◆ **Task item A**:
Answer these questions from the passage on the Hellman Fellows gift to UCLA, one answer per line:
(i) How large was the Hellman Fellows Fund's initial gift when the UCLA program was established in 2011?
(ii) How many junior faculty members has the Hellman Fellows Fund supported over the years?
(iii) In which field is Lingsen Meng listed among the 2015 fellows?
◆ **Task item B**:
For each statement, decide whether it agrees with the passage on the Hellman Fellows gift to UCLA. Answer yes or no, and quote the words from the passage that decide it.
(i) The UCLA Hellman Fellows Program began in 2011.
(ii) Hellman awards go to every assistant professor without any competition.
(iii) Jasmine Trice is listed among the 2015 fellows in political science.
◆ **Task item C**:
Carry on the passage about the Hellman Fellows gift to UCLA from the point where it ends.

The Hellman Fellows Fund has made a gift of $1.4 million to the UCLA Hellman Fellows Program to continue its support of promising assistant professors who show capacity for great distinction in their research.
The UCLA Hellman Fellows Program was established in 2011 with an initial gift from the Hellman Fellows Fund of $1.25 million. Awards are made through a competitive process based on proposals submitted by individual faculty members. The Hellman grants are available to faculty in the UCLA College and most professional schools.
Over the years, the Hellman Fellows Fund has supported more than 850 junior faculty members, who are now chairs and heads of departments, MacArthur fellows and tenured faculty with long track records of successful research.
Among the 2015 Hellman Fellows at UCLa are Stephen Acabado of anthropology; Michelle Caswell of information studies; Yvonne Chen of chemical and biomolecular engineering; Lauren Duquette-Rury of sociology; Ian Holloway of social welfare; Jingyi Li of statistics/human genetics; Kirk Lohmueller of ecology and evolutionary biology; Lingsen Meng of Earth, planetary and space sciences; Christopher Tausanovitch of political science; Jasmine Trice of film, television and digital media; and Alex Wang of law.

◆ **Collected material**:
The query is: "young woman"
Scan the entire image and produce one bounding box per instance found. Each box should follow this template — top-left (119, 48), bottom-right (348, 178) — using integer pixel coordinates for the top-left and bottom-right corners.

◆ **Response A**:
(i) $1.25 million
(ii) More than 850
(iii) Earth, planetary and space sciences

◆ **Response B**:
(i) Yes: "The UCLA Hellman Fellows Program was established in 2011"
(ii) No: "Awards are made through a competitive process based on proposals submitted by individual faculty members."
(iii) No: "Jasmine Trice of film, television and digital media"

◆ **Response C**:
Established by Warren and Chris Hellman and their children in 1994, the Hellman Fellows Program was started when family members, who were junior faculty themselves, observed that young faculty were well-funded when first hired, but challenges would arise after start-up funding is exhausted and before their research qualifies for other external support. The Hellman Fellows Program was designed to assist promising young faculty at this point in their career.
The gift, which will be paid over a period of five years, is part of the $4.2 billion UCLA Centennial Campaign, which is scheduled to conclude in December 2019 during UCLA’s 100th anniversary year.